Task: Copy out the rows from the line with "Definition first: for each instance of the balcony, the" to the line with "[[61, 232], [56, 239], [355, 43]]", keeping every character as it appears.

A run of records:
----
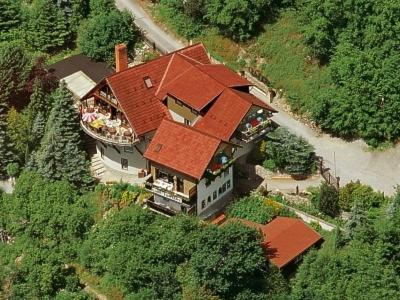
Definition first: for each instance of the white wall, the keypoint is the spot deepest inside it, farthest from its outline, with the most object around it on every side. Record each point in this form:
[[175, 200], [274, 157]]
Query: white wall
[[203, 191], [112, 158], [245, 149]]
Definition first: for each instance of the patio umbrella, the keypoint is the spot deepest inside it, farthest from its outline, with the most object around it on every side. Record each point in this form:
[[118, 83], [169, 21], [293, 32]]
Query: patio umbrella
[[89, 117], [97, 123]]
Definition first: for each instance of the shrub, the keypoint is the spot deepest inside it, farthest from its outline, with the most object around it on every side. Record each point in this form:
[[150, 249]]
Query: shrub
[[288, 152], [257, 209], [326, 199], [356, 192]]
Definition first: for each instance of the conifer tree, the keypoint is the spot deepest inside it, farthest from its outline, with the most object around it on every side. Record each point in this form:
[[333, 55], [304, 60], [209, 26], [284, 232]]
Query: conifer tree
[[6, 155], [39, 101], [46, 27], [38, 129], [60, 155], [10, 18], [15, 67]]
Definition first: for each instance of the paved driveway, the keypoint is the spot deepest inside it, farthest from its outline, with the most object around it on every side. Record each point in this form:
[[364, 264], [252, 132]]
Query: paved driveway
[[353, 160]]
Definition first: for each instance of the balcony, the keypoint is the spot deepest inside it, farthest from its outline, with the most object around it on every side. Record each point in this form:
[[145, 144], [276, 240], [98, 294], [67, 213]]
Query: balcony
[[101, 127], [167, 210], [254, 129], [165, 189]]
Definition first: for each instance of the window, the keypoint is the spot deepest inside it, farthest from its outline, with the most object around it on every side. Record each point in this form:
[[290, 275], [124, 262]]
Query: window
[[226, 173], [148, 82], [128, 149], [203, 204], [124, 164], [179, 185]]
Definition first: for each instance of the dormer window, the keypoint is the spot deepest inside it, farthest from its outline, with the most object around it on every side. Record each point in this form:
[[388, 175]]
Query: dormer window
[[148, 82]]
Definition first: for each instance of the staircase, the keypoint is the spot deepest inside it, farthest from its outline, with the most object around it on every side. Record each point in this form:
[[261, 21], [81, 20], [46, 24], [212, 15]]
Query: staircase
[[96, 165]]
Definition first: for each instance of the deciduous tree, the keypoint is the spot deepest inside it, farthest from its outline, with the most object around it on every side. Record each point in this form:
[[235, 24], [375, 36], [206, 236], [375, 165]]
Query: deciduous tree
[[99, 35]]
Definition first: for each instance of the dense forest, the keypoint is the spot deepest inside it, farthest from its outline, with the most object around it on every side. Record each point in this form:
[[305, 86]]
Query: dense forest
[[61, 232], [56, 239], [355, 43]]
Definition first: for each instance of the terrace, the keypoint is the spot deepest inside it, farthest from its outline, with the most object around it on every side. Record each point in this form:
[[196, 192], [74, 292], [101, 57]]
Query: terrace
[[107, 125], [254, 125], [165, 187]]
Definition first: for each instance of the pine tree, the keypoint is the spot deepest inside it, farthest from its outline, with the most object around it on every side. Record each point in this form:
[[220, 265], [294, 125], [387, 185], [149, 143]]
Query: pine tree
[[39, 101], [10, 18], [15, 67], [60, 155], [38, 129], [46, 28], [6, 155]]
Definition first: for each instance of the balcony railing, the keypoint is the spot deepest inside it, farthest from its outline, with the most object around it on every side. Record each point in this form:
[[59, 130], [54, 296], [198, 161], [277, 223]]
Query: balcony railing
[[165, 209], [108, 138], [256, 131], [170, 194], [108, 98]]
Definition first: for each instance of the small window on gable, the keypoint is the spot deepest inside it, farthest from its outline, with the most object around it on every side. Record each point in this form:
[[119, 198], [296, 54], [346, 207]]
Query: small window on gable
[[148, 82]]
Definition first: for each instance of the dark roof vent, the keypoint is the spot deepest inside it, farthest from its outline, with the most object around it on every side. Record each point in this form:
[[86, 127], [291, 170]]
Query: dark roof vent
[[158, 148], [148, 82]]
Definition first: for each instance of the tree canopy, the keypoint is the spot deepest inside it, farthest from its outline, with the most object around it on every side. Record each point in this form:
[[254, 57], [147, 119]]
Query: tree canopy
[[99, 35]]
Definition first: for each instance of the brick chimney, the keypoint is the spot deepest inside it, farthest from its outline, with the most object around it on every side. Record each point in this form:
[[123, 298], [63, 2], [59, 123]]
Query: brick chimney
[[121, 57]]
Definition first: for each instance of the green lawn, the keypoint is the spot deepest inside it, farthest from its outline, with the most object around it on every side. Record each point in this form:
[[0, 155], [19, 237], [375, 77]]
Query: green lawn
[[280, 53]]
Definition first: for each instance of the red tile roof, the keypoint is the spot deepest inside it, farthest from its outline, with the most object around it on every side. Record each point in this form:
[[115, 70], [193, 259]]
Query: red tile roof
[[224, 75], [139, 103], [227, 112], [182, 148], [194, 87], [224, 116], [285, 238]]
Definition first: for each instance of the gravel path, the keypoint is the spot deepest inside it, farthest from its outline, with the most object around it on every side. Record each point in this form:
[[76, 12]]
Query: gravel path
[[349, 160]]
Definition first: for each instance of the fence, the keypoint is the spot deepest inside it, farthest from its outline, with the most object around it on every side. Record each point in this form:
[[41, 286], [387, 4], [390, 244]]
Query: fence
[[325, 172]]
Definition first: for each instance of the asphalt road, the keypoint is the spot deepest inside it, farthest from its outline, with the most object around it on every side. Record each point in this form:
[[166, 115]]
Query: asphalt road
[[164, 41], [349, 160]]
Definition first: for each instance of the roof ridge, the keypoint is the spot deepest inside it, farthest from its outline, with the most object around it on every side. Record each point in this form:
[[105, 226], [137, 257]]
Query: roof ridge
[[157, 58], [191, 58], [165, 74], [194, 129]]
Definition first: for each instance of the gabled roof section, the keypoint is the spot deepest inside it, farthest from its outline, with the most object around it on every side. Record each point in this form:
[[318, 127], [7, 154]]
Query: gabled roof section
[[224, 75], [227, 112], [177, 65], [182, 148], [194, 88], [139, 102], [287, 238], [224, 116], [284, 238], [196, 52]]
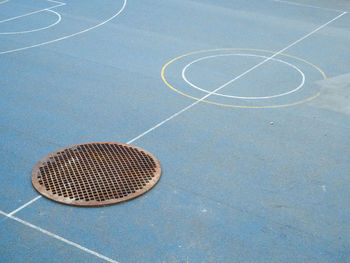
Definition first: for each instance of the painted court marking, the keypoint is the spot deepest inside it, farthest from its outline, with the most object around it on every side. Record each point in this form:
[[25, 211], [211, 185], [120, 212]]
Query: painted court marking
[[34, 12], [68, 36], [238, 106], [37, 29], [149, 130], [243, 55], [59, 238]]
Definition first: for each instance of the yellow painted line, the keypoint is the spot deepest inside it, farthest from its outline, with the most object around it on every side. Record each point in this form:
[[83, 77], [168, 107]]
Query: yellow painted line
[[239, 106]]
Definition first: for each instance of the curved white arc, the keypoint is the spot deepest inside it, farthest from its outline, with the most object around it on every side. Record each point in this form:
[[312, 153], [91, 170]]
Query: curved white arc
[[38, 29], [240, 97], [69, 36]]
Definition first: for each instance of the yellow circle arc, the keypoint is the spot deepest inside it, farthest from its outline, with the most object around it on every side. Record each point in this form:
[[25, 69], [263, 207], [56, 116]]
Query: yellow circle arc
[[239, 49]]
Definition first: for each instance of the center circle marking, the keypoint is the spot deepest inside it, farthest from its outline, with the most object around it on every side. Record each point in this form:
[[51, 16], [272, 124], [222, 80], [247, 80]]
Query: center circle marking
[[240, 97], [203, 99]]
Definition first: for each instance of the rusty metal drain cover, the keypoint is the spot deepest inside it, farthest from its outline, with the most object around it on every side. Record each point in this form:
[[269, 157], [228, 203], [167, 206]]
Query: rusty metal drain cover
[[96, 174]]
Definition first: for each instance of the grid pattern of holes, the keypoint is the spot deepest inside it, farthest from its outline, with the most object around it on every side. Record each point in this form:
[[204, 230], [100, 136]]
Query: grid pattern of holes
[[96, 172]]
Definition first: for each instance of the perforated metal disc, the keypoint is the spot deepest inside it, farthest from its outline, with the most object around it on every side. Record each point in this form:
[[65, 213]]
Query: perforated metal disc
[[96, 174]]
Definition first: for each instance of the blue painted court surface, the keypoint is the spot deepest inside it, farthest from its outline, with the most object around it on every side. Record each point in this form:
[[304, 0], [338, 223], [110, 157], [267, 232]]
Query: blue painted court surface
[[244, 103]]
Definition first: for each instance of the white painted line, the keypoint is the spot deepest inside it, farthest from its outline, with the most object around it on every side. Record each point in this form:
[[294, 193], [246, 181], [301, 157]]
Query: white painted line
[[310, 6], [59, 238], [244, 55], [37, 29], [25, 205], [233, 80], [149, 130], [31, 13], [68, 36], [57, 2]]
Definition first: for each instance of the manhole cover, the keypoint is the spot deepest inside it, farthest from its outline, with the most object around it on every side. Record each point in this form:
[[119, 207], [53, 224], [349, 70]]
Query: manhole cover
[[96, 174]]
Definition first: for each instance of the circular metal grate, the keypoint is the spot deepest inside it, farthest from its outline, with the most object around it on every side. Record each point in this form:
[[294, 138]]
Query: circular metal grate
[[95, 174]]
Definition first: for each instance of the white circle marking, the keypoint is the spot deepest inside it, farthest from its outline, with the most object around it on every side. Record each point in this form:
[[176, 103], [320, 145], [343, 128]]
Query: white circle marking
[[239, 97]]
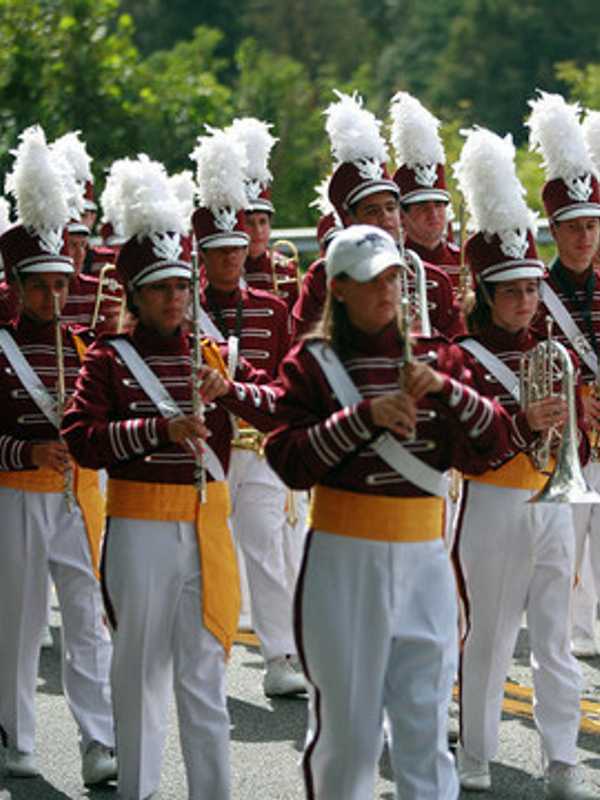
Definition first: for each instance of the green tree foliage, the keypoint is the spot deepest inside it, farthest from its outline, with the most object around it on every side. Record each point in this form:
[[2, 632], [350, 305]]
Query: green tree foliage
[[67, 65], [499, 51], [177, 92]]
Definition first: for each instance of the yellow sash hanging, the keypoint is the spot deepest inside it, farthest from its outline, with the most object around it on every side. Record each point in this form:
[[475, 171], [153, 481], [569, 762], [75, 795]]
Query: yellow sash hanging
[[87, 492], [218, 564]]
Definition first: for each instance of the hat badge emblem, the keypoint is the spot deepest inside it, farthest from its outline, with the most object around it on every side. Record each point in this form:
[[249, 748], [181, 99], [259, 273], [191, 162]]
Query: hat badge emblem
[[166, 245], [369, 169], [426, 174], [514, 243], [225, 219], [580, 188], [253, 189], [51, 241]]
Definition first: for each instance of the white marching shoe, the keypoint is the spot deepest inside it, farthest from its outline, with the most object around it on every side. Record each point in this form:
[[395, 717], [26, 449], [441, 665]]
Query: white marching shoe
[[47, 642], [282, 679], [473, 774], [21, 765], [98, 764], [567, 782]]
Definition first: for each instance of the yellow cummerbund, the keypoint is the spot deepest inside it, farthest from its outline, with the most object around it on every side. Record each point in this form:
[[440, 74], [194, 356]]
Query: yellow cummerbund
[[170, 502], [33, 480], [375, 517], [165, 502], [518, 473]]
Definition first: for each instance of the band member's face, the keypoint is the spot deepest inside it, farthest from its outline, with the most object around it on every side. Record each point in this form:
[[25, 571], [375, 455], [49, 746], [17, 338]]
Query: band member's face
[[162, 305], [515, 303], [577, 241], [380, 209], [76, 249], [258, 227], [224, 266], [425, 223], [371, 305], [37, 292]]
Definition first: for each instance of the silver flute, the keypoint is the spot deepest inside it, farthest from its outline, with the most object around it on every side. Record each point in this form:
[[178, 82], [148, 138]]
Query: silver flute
[[197, 403]]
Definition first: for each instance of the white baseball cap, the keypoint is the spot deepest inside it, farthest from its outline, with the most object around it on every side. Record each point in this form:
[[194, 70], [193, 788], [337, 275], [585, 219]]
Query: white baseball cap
[[361, 252]]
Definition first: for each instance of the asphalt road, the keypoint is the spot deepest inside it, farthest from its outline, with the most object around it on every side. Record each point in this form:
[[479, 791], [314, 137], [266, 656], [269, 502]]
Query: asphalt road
[[267, 740]]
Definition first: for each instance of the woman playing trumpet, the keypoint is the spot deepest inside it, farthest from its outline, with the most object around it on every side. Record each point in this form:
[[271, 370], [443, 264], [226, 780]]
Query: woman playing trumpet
[[371, 632], [512, 557]]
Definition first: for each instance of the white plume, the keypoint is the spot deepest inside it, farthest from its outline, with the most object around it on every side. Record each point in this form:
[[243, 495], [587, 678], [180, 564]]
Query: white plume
[[221, 167], [185, 190], [111, 199], [555, 132], [146, 200], [487, 178], [5, 222], [253, 135], [414, 132], [73, 149], [354, 132], [591, 135], [37, 182]]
----
Output:
Definition first: for each instance of the balcony, the keypoint is the spot deepest inside it, farthest from its outline, with the most object around it on every side. Record each point in this form:
[[145, 144], [276, 240], [98, 294], [67, 213]]
Query: balcony
[[101, 127], [167, 210], [254, 129], [165, 189]]
Definition first: for each instance of the window, the keypoint is the spot deepest inside it, farthest from its outline, with the most object around it on every side. Record each point in this form:
[[290, 275], [124, 262]]
Query: window
[[226, 173], [148, 82], [128, 149], [203, 204], [124, 164], [179, 185]]
Definition first: for each instance of the dormer window, the keypoint is the spot deepest inside it, farthest from its outline, with the most object around it on every side. Record each point in this form:
[[388, 175]]
Query: dormer window
[[148, 82]]
Definition first: for each instance of the staircase, the keypoint is the spot deepest inside it, farthest from its outline, with the most object around it on every side. Record each point in this form:
[[261, 21], [81, 20], [46, 24], [212, 15]]
Query: staircase
[[96, 165]]
Definition first: for each instance of the deciduous tree, the keypoint is the spot deepest inside it, farthest from its outline, with the most object around it on every side. Record each point in this form:
[[235, 24], [375, 36], [206, 236], [375, 165]]
Query: deciduous tree
[[99, 35]]
Definition first: for each instance of the dense forest, the keypoint is the spot deepest inside it, farthest from its outline, with the most object around it on every side. Record each point in this form:
[[305, 86]]
Query: dense forest
[[61, 232], [56, 239], [355, 43]]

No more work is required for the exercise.